[Location identification entries]

-- BEGIN --

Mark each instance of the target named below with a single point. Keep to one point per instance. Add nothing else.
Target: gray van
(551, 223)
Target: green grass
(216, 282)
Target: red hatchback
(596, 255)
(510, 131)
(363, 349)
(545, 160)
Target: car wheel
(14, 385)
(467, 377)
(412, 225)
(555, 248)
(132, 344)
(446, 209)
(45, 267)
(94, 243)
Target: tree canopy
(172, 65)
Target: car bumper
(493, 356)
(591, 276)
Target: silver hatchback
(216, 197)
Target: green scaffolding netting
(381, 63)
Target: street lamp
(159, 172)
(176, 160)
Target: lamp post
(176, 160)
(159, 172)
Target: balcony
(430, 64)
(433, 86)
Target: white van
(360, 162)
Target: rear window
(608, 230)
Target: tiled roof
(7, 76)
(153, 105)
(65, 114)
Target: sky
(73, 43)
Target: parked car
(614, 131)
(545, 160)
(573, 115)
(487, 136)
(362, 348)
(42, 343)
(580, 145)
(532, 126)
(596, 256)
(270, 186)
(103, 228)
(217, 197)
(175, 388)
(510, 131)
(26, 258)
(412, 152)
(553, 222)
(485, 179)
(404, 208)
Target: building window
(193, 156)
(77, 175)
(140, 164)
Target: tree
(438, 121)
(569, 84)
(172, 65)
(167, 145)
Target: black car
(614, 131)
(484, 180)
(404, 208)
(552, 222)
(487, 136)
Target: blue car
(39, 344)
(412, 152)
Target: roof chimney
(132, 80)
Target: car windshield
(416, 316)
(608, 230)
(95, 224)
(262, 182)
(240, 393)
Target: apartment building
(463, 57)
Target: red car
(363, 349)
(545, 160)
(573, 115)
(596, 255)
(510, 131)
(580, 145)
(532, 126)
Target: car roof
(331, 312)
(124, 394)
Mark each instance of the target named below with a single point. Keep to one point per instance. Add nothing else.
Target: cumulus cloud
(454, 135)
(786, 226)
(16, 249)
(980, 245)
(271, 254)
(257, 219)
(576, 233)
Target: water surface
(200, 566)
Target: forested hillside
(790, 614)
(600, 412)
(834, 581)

-- END --

→ WHAT YOU SHOULD DO: Reproduce each record shown above without altering a single word.

→ TASK SOLUTION:
Mark each instance of the target named below with a single point. Keep to one point per instance. Add nothing else.
Target: gray van
(551, 223)
Target: green grass
(216, 282)
Target: red hatchback
(596, 255)
(510, 131)
(363, 349)
(545, 160)
Target: car wheel
(14, 385)
(467, 377)
(412, 225)
(555, 248)
(132, 344)
(446, 209)
(45, 267)
(94, 243)
Target: tree canopy
(172, 65)
Target: car bumper
(493, 356)
(591, 276)
Target: silver hatchback
(216, 197)
Target: green scaffolding netting
(381, 63)
Target: street lamp
(159, 172)
(176, 160)
Target: lamp post
(176, 160)
(159, 172)
Target: balcony
(430, 64)
(433, 86)
Target: white van
(360, 162)
Target: rear window
(608, 230)
Target: tiled roof
(7, 76)
(153, 105)
(65, 114)
Target: sky
(73, 43)
Target: parked car
(614, 131)
(545, 160)
(573, 115)
(487, 136)
(362, 348)
(42, 343)
(580, 145)
(532, 126)
(596, 256)
(270, 186)
(103, 228)
(217, 197)
(175, 388)
(510, 131)
(26, 258)
(412, 152)
(553, 222)
(485, 179)
(404, 208)
Target: building window
(193, 156)
(77, 175)
(140, 164)
Target: tree
(438, 121)
(569, 84)
(172, 65)
(167, 145)
Target: black car
(614, 131)
(484, 180)
(404, 208)
(552, 222)
(487, 136)
Target: blue car
(39, 344)
(412, 152)
Target: roof chimney
(132, 80)
Target: car windshield
(416, 316)
(608, 230)
(95, 224)
(262, 182)
(240, 393)
Target: apartment building
(463, 57)
Target: red car
(363, 349)
(545, 160)
(573, 115)
(596, 255)
(510, 131)
(580, 145)
(532, 126)
Target: car roof
(331, 312)
(124, 394)
Mark each instance of the target named below with a single point. Keep to one point per instance. Add nothing else.
Target: cumulus cloud
(454, 135)
(786, 226)
(16, 249)
(980, 245)
(271, 254)
(257, 219)
(576, 233)
Target: water surface
(200, 566)
Target: forested hillside
(790, 614)
(600, 412)
(834, 581)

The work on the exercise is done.